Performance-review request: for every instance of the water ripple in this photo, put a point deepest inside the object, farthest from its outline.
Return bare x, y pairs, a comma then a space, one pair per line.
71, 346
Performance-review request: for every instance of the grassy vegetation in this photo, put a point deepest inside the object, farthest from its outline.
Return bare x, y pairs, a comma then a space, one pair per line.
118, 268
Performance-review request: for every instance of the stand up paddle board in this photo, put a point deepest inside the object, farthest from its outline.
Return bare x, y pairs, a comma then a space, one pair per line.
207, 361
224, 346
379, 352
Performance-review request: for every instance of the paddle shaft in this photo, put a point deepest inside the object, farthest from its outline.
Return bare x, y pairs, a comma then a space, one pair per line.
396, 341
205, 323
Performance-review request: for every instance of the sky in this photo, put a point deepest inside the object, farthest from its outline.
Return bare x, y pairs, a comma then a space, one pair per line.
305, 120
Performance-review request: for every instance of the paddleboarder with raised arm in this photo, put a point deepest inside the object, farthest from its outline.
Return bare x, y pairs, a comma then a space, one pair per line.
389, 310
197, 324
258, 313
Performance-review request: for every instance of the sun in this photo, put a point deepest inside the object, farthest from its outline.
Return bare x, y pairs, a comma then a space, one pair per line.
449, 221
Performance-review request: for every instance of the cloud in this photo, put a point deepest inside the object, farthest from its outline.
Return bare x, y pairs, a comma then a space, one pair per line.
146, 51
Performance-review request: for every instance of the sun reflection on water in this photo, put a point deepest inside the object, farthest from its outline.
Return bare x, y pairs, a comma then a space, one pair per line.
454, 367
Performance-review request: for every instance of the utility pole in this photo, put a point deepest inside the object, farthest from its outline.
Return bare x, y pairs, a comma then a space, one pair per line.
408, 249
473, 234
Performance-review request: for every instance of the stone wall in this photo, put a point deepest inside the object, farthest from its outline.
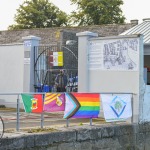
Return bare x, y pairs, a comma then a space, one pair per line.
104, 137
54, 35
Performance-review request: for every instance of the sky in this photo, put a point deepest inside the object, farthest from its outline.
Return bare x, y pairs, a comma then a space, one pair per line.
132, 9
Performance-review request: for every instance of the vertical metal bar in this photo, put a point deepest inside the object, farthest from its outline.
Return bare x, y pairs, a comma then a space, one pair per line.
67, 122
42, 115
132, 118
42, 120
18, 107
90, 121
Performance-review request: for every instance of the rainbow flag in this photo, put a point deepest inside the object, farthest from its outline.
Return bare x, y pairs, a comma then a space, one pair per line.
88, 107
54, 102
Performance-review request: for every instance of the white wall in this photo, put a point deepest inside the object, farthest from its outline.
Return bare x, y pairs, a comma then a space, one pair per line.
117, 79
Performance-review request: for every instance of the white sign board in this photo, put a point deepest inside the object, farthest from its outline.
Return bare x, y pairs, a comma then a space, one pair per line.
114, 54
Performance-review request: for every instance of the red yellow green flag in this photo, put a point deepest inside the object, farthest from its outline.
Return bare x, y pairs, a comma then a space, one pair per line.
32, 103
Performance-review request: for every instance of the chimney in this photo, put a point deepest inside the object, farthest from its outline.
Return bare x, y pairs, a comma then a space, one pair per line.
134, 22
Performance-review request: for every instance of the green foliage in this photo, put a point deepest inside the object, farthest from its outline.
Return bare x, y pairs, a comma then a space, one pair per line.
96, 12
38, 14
==========
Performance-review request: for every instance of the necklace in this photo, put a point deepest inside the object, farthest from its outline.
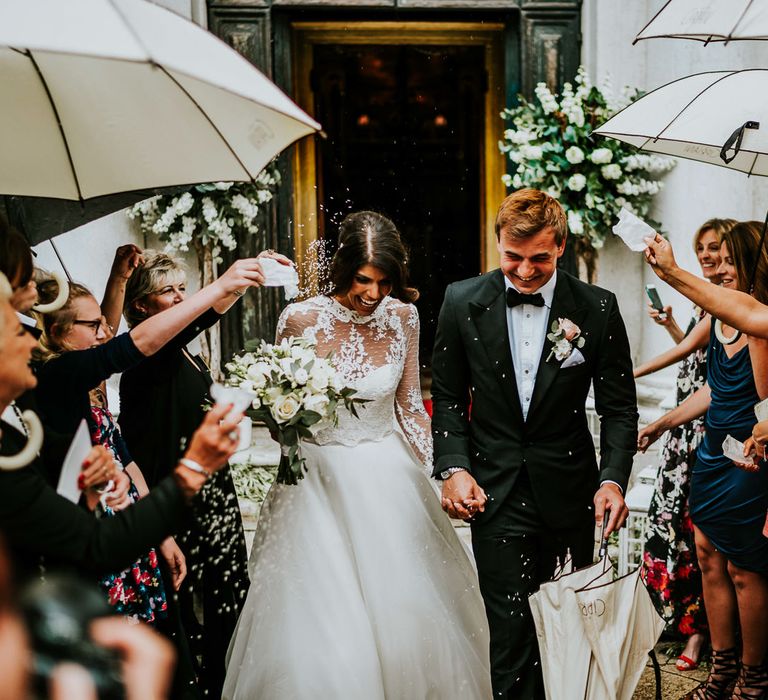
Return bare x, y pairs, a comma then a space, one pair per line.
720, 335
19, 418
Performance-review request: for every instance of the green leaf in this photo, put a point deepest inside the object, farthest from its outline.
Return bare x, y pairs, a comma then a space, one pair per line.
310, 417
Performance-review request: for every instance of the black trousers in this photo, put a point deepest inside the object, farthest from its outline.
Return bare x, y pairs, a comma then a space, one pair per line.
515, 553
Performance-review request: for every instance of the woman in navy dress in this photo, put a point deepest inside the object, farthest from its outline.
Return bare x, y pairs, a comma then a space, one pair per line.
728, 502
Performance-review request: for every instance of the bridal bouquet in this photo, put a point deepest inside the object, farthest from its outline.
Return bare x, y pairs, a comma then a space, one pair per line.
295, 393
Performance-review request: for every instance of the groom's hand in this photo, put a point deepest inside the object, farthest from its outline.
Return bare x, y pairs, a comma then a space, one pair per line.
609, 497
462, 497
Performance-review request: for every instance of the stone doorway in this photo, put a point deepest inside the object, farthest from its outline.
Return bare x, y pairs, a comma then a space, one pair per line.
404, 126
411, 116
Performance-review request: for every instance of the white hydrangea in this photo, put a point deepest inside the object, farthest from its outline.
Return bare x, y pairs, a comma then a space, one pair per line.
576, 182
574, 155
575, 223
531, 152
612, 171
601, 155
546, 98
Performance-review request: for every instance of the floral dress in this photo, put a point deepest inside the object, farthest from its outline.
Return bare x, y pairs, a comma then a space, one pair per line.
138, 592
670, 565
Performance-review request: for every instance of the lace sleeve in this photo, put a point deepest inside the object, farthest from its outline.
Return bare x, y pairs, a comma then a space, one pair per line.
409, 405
==========
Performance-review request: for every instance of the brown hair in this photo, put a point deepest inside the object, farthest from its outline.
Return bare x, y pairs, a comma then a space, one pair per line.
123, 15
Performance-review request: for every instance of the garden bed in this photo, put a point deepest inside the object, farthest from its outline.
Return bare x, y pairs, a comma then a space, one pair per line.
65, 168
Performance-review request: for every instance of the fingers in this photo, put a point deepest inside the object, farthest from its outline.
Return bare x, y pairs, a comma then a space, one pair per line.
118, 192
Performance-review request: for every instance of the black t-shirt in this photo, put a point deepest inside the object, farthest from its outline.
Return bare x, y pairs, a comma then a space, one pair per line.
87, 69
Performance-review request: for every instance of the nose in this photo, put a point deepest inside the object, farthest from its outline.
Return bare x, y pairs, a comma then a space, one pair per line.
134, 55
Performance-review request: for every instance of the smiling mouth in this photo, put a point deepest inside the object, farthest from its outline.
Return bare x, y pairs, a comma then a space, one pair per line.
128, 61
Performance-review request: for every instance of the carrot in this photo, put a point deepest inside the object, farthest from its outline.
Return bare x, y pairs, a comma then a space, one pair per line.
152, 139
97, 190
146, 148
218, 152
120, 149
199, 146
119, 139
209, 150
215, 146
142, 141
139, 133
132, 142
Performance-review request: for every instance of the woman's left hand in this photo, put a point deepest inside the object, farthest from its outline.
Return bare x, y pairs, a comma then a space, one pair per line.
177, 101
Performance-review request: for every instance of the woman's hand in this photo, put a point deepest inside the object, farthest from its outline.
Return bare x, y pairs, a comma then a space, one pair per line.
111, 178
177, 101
==========
--- TASK PROMPT ---
Collect every row above that contains the string "stone", and copy each of those rows out in full.

--- COMPLETED TASK ---
Performance-review request: for every instance of the stone wall in this photo, put a point deepest inside the object, farthest from its outline.
Performance-review request: for every instance of the stone doorway in this photo, put a point deepest inside the object, farthest from its outline.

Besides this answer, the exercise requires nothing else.